→ **YOUR TASK**
In how many lines of the records below does the word "covered" appear? Answer with the number alone.

→ **RECORDS PROVIDED**
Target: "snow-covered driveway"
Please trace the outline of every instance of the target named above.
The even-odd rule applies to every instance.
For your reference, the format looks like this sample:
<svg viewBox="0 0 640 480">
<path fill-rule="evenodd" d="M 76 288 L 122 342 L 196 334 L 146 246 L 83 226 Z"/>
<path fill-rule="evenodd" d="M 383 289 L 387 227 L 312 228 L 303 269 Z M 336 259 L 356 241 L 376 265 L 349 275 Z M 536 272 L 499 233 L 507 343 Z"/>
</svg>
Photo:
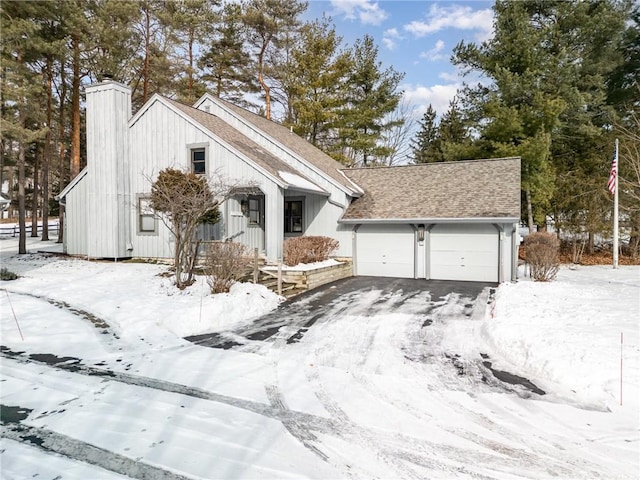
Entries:
<svg viewBox="0 0 640 480">
<path fill-rule="evenodd" d="M 158 266 L 21 262 L 0 291 L 6 478 L 637 472 L 633 414 L 493 376 L 489 288 L 345 282 L 226 330 L 224 311 L 171 294 Z M 256 291 L 241 293 L 252 308 Z M 209 343 L 226 349 L 163 328 L 207 309 L 223 326 Z"/>
</svg>

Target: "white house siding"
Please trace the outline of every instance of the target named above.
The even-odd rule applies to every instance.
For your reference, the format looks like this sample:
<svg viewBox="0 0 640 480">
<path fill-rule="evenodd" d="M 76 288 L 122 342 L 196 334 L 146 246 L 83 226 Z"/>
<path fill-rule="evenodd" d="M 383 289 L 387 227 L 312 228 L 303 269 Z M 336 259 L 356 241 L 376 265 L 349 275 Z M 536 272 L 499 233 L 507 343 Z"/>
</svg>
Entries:
<svg viewBox="0 0 640 480">
<path fill-rule="evenodd" d="M 65 197 L 64 251 L 87 254 L 87 178 L 80 180 Z"/>
<path fill-rule="evenodd" d="M 242 213 L 240 197 L 232 197 L 224 204 L 222 239 L 240 242 L 249 248 L 265 251 L 265 234 L 262 225 L 249 225 L 249 218 Z M 266 210 L 266 208 L 265 208 Z"/>
<path fill-rule="evenodd" d="M 282 193 L 279 187 L 256 167 L 236 156 L 206 130 L 196 126 L 174 112 L 161 100 L 155 101 L 132 125 L 130 130 L 130 158 L 135 159 L 136 171 L 131 172 L 131 191 L 133 194 L 148 194 L 151 182 L 164 168 L 190 168 L 189 145 L 206 144 L 207 172 L 217 173 L 233 182 L 254 183 L 265 194 L 265 219 L 267 228 L 266 254 L 270 259 L 281 255 L 281 241 L 270 237 L 277 236 L 275 231 L 283 230 Z M 132 205 L 135 209 L 135 204 Z M 279 207 L 279 208 L 278 208 Z M 274 210 L 274 208 L 276 208 Z M 222 209 L 224 216 L 225 208 Z M 272 218 L 276 216 L 276 219 Z M 131 215 L 133 233 L 133 255 L 136 257 L 170 257 L 172 239 L 168 229 L 159 224 L 156 238 L 150 235 L 137 235 L 137 215 Z M 227 218 L 223 218 L 222 230 L 226 232 Z M 280 233 L 280 239 L 282 233 Z M 158 241 L 160 240 L 160 241 Z"/>
<path fill-rule="evenodd" d="M 92 215 L 78 227 L 87 231 L 88 256 L 122 258 L 129 255 L 125 205 L 129 201 L 126 153 L 131 95 L 128 88 L 110 82 L 87 87 L 86 97 L 89 173 L 84 198 Z"/>
<path fill-rule="evenodd" d="M 347 202 L 346 194 L 343 202 Z M 325 195 L 315 195 L 297 190 L 287 190 L 286 197 L 304 197 L 304 234 L 334 238 L 340 244 L 335 256 L 350 257 L 352 253 L 352 228 L 338 224 L 344 209 L 329 202 Z"/>
</svg>

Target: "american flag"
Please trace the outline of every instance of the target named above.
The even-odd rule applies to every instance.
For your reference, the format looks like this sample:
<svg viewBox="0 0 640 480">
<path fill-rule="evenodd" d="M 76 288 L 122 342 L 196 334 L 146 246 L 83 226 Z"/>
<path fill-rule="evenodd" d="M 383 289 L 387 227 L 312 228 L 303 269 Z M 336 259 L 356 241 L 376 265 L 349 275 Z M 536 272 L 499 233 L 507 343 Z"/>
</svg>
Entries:
<svg viewBox="0 0 640 480">
<path fill-rule="evenodd" d="M 611 173 L 609 174 L 609 181 L 607 182 L 607 188 L 611 193 L 616 193 L 616 177 L 618 176 L 618 146 L 613 152 L 613 162 L 611 162 Z"/>
</svg>

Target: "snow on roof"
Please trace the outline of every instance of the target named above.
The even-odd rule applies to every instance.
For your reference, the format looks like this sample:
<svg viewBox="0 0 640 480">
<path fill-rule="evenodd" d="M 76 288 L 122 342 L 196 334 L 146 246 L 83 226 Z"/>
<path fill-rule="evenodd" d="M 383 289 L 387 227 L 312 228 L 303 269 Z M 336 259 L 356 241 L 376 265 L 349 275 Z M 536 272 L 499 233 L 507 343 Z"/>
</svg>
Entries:
<svg viewBox="0 0 640 480">
<path fill-rule="evenodd" d="M 295 173 L 290 172 L 278 172 L 280 178 L 282 178 L 285 182 L 289 184 L 290 188 L 306 190 L 310 192 L 318 192 L 326 194 L 322 188 L 317 186 L 315 183 L 310 182 L 306 178 L 302 178 L 300 175 L 296 175 Z"/>
</svg>

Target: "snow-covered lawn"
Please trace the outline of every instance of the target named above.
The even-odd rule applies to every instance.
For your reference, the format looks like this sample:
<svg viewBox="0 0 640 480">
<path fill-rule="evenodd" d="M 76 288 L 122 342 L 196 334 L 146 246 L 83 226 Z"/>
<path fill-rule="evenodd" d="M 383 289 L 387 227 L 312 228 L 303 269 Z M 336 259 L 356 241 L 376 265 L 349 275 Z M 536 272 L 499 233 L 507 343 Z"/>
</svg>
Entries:
<svg viewBox="0 0 640 480">
<path fill-rule="evenodd" d="M 0 284 L 9 349 L 0 397 L 28 409 L 21 423 L 45 449 L 3 426 L 2 478 L 123 478 L 108 469 L 171 479 L 636 478 L 640 469 L 638 267 L 562 268 L 555 282 L 502 285 L 494 302 L 488 290 L 477 299 L 372 290 L 331 305 L 298 343 L 283 341 L 293 333 L 283 327 L 272 342 L 221 350 L 181 337 L 246 325 L 280 299 L 253 285 L 211 296 L 201 279 L 180 292 L 158 265 L 15 251 L 15 239 L 0 239 L 2 266 L 20 275 Z M 28 358 L 43 353 L 81 368 Z M 547 394 L 481 381 L 481 353 Z"/>
</svg>

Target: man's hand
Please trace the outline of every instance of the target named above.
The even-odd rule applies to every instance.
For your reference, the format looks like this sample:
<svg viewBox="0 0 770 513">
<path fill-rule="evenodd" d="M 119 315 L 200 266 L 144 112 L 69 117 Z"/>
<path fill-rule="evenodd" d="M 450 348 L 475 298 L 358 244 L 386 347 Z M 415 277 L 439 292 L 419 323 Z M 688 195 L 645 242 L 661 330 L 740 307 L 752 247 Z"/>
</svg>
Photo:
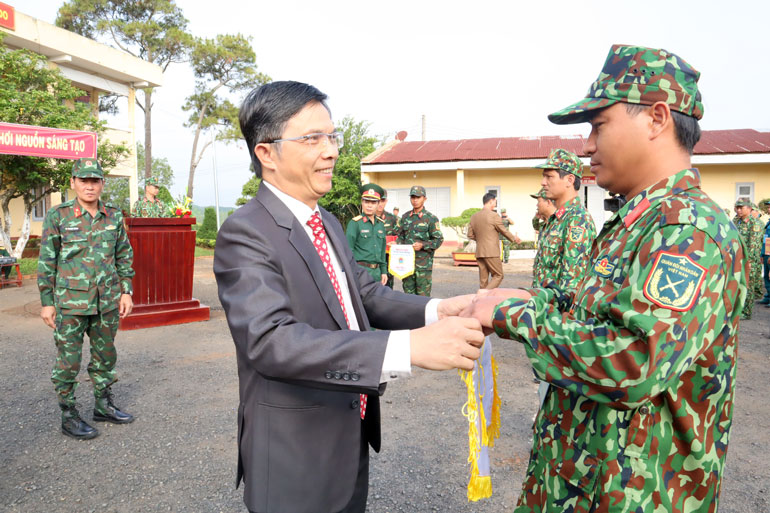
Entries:
<svg viewBox="0 0 770 513">
<path fill-rule="evenodd" d="M 56 307 L 55 306 L 44 306 L 40 309 L 40 318 L 43 319 L 43 322 L 46 326 L 48 326 L 51 329 L 56 329 Z"/>
<path fill-rule="evenodd" d="M 381 274 L 380 275 L 380 283 L 382 283 L 383 285 L 388 283 L 388 275 L 387 274 Z"/>
<path fill-rule="evenodd" d="M 484 344 L 479 322 L 461 317 L 447 317 L 409 335 L 412 365 L 429 370 L 473 370 Z"/>
<path fill-rule="evenodd" d="M 460 312 L 468 308 L 475 297 L 475 294 L 466 294 L 464 296 L 442 299 L 438 304 L 438 318 L 443 319 L 445 317 L 460 315 Z"/>
<path fill-rule="evenodd" d="M 518 233 L 514 233 L 513 234 L 513 240 L 514 240 L 514 242 L 516 242 L 516 244 L 521 244 L 521 239 L 519 238 L 519 234 Z"/>
<path fill-rule="evenodd" d="M 134 309 L 134 300 L 131 299 L 131 294 L 121 294 L 120 295 L 120 318 L 125 319 L 128 317 L 128 314 L 131 313 L 131 310 Z"/>
<path fill-rule="evenodd" d="M 422 242 L 417 241 L 414 244 L 412 244 L 412 247 L 415 251 L 420 251 L 422 249 Z"/>
<path fill-rule="evenodd" d="M 474 297 L 471 304 L 460 315 L 479 321 L 484 334 L 489 335 L 492 329 L 492 316 L 497 305 L 510 298 L 529 299 L 532 295 L 521 289 L 481 289 Z"/>
</svg>

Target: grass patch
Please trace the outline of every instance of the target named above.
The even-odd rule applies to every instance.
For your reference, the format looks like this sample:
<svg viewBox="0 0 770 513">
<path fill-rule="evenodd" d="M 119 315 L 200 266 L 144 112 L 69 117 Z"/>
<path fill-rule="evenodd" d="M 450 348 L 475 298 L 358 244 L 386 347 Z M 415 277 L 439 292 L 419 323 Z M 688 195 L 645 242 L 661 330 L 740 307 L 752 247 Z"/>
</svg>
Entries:
<svg viewBox="0 0 770 513">
<path fill-rule="evenodd" d="M 22 258 L 19 260 L 21 274 L 37 274 L 37 258 Z"/>
<path fill-rule="evenodd" d="M 200 248 L 198 246 L 195 246 L 195 256 L 211 256 L 214 254 L 213 248 Z"/>
</svg>

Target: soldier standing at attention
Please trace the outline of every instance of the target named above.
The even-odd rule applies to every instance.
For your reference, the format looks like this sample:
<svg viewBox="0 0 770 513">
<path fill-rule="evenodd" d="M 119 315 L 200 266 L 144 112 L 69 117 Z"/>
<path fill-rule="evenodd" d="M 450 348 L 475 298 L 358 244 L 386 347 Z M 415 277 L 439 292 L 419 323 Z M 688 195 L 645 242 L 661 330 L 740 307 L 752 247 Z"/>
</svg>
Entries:
<svg viewBox="0 0 770 513">
<path fill-rule="evenodd" d="M 385 210 L 385 206 L 387 204 L 388 191 L 382 189 L 382 197 L 380 198 L 379 205 L 377 205 L 377 217 L 379 217 L 382 220 L 382 223 L 385 225 L 385 235 L 398 236 L 398 217 L 396 217 L 395 213 L 391 214 Z M 397 208 L 393 209 L 394 212 L 397 210 Z M 390 264 L 390 253 L 387 251 L 385 252 L 385 264 L 385 268 L 387 269 L 388 264 Z M 390 288 L 393 288 L 393 275 L 390 273 L 388 273 L 388 281 L 386 285 Z"/>
<path fill-rule="evenodd" d="M 530 194 L 529 197 L 537 200 L 537 205 L 535 205 L 535 217 L 532 218 L 532 228 L 537 232 L 535 249 L 540 251 L 540 238 L 543 235 L 543 228 L 545 228 L 545 224 L 551 218 L 551 215 L 556 212 L 556 206 L 554 205 L 553 200 L 548 199 L 545 195 L 545 189 L 542 187 L 537 191 L 537 194 Z M 537 258 L 535 258 L 535 262 L 537 262 Z"/>
<path fill-rule="evenodd" d="M 755 205 L 754 203 L 751 204 L 751 217 L 754 218 L 754 221 L 756 221 L 757 225 L 759 226 L 759 231 L 762 231 L 762 219 L 761 216 L 762 212 L 759 210 L 759 207 Z M 762 252 L 764 250 L 764 237 L 762 235 L 759 236 L 761 239 L 759 241 L 759 257 L 757 258 L 757 265 L 752 264 L 751 267 L 751 279 L 754 282 L 754 300 L 758 301 L 764 296 L 762 293 Z"/>
<path fill-rule="evenodd" d="M 762 200 L 759 203 L 759 207 L 762 209 L 762 212 L 767 214 L 770 211 L 770 199 Z M 765 229 L 764 229 L 764 235 L 762 236 L 762 269 L 764 271 L 764 284 L 765 284 L 765 293 L 762 300 L 759 302 L 762 305 L 768 306 L 770 305 L 770 255 L 767 253 L 767 239 L 770 238 L 770 219 L 767 220 L 767 223 L 765 223 Z"/>
<path fill-rule="evenodd" d="M 549 116 L 591 124 L 591 171 L 628 202 L 574 296 L 498 289 L 469 312 L 556 385 L 515 513 L 717 511 L 747 261 L 691 167 L 699 76 L 665 50 L 614 45 L 586 97 Z"/>
<path fill-rule="evenodd" d="M 79 159 L 70 187 L 76 198 L 53 207 L 43 223 L 37 285 L 40 317 L 54 330 L 56 363 L 51 372 L 61 408 L 62 433 L 89 439 L 99 432 L 80 418 L 75 388 L 83 334 L 88 333 L 97 422 L 125 424 L 134 417 L 112 402 L 115 334 L 119 317 L 131 313 L 133 251 L 120 210 L 99 200 L 104 173 L 96 159 Z"/>
<path fill-rule="evenodd" d="M 444 242 L 438 218 L 425 210 L 425 187 L 409 190 L 412 210 L 401 218 L 398 243 L 414 247 L 414 274 L 403 279 L 404 292 L 430 296 L 433 285 L 433 253 Z"/>
<path fill-rule="evenodd" d="M 540 182 L 556 210 L 541 231 L 535 257 L 533 287 L 557 287 L 572 295 L 585 275 L 596 227 L 578 196 L 583 163 L 574 153 L 556 149 L 544 164 Z"/>
<path fill-rule="evenodd" d="M 511 231 L 511 225 L 513 224 L 513 221 L 511 221 L 511 218 L 508 217 L 508 213 L 504 208 L 500 209 L 500 218 L 503 220 L 503 228 Z M 503 263 L 507 264 L 508 259 L 511 256 L 511 241 L 509 241 L 502 233 L 500 234 L 499 238 L 501 241 L 503 241 Z"/>
<path fill-rule="evenodd" d="M 132 217 L 168 217 L 168 207 L 158 198 L 158 179 L 151 176 L 144 183 L 144 198 L 136 200 Z"/>
<path fill-rule="evenodd" d="M 361 194 L 361 212 L 348 221 L 345 236 L 358 265 L 366 269 L 374 281 L 385 285 L 388 268 L 385 263 L 385 225 L 375 215 L 382 198 L 382 187 L 377 184 L 364 185 Z"/>
<path fill-rule="evenodd" d="M 762 281 L 762 222 L 751 215 L 751 201 L 746 198 L 739 198 L 735 202 L 735 213 L 733 219 L 738 232 L 741 234 L 743 243 L 746 245 L 746 258 L 749 261 L 749 274 L 746 276 L 749 282 L 749 296 L 746 304 L 743 306 L 743 315 L 741 319 L 747 321 L 751 319 L 754 311 L 754 294 L 758 282 Z"/>
</svg>

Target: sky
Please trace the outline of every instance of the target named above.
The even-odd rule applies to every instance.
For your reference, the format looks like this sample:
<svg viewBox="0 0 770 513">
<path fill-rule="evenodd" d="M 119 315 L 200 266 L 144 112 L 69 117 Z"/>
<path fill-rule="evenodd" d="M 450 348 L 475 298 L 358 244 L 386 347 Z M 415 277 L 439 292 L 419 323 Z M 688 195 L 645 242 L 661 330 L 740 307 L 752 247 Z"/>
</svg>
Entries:
<svg viewBox="0 0 770 513">
<path fill-rule="evenodd" d="M 61 0 L 4 0 L 53 23 Z M 27 5 L 30 4 L 30 5 Z M 701 128 L 770 130 L 770 2 L 391 0 L 242 2 L 181 0 L 193 35 L 252 38 L 259 71 L 329 95 L 335 119 L 370 133 L 426 139 L 584 135 L 547 115 L 583 97 L 614 43 L 665 48 L 701 72 Z M 153 156 L 187 186 L 193 131 L 182 124 L 194 78 L 172 65 L 156 90 Z M 137 95 L 141 96 L 141 93 Z M 240 101 L 240 97 L 234 98 Z M 138 140 L 143 138 L 137 109 Z M 233 206 L 249 179 L 246 145 L 217 144 L 219 204 Z M 195 203 L 214 204 L 214 152 L 195 174 Z"/>
</svg>

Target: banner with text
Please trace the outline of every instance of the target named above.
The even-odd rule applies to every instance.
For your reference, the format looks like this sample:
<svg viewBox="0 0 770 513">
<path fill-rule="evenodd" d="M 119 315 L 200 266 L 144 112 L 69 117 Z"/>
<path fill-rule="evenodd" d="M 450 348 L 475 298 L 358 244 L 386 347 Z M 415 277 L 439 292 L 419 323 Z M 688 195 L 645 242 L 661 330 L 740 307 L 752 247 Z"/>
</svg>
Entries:
<svg viewBox="0 0 770 513">
<path fill-rule="evenodd" d="M 0 154 L 72 160 L 96 158 L 96 133 L 0 123 Z"/>
</svg>

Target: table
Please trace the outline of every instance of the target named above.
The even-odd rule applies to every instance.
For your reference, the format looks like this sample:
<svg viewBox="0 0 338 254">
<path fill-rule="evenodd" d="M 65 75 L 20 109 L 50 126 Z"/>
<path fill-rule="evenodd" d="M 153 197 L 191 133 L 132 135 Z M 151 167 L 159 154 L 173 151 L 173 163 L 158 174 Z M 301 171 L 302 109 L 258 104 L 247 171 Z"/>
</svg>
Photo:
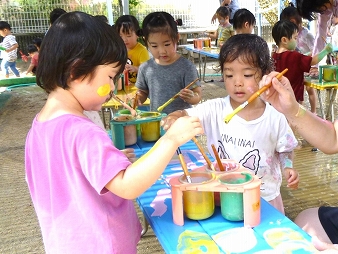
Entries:
<svg viewBox="0 0 338 254">
<path fill-rule="evenodd" d="M 140 140 L 138 153 L 145 153 L 151 146 Z M 193 142 L 181 146 L 181 151 L 189 170 L 204 165 Z M 309 235 L 263 199 L 261 223 L 253 229 L 244 228 L 243 222 L 225 220 L 219 207 L 208 219 L 185 218 L 183 226 L 174 224 L 169 180 L 182 173 L 180 162 L 174 156 L 156 183 L 136 200 L 166 253 L 316 252 Z"/>
<path fill-rule="evenodd" d="M 313 87 L 314 89 L 316 89 L 317 95 L 318 95 L 320 114 L 322 118 L 331 119 L 331 121 L 333 122 L 335 120 L 334 104 L 335 104 L 336 95 L 337 95 L 338 82 L 337 81 L 319 82 L 318 79 L 305 78 L 304 85 Z M 323 102 L 323 99 L 322 99 L 322 91 L 324 90 L 327 93 L 325 102 Z M 326 104 L 326 110 L 324 110 L 325 104 Z"/>
<path fill-rule="evenodd" d="M 196 28 L 179 28 L 178 33 L 180 35 L 180 44 L 188 43 L 188 34 L 192 34 L 194 38 L 200 37 L 199 34 L 217 30 L 216 27 L 196 27 Z"/>
<path fill-rule="evenodd" d="M 207 58 L 218 59 L 219 57 L 219 48 L 218 47 L 211 47 L 211 48 L 203 48 L 197 49 L 194 48 L 194 45 L 188 44 L 184 45 L 184 48 L 188 51 L 198 54 L 198 70 L 199 70 L 199 78 L 204 82 L 205 80 L 205 68 L 207 65 Z"/>
</svg>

→ **SOLUTION FOR THIS TASK**
2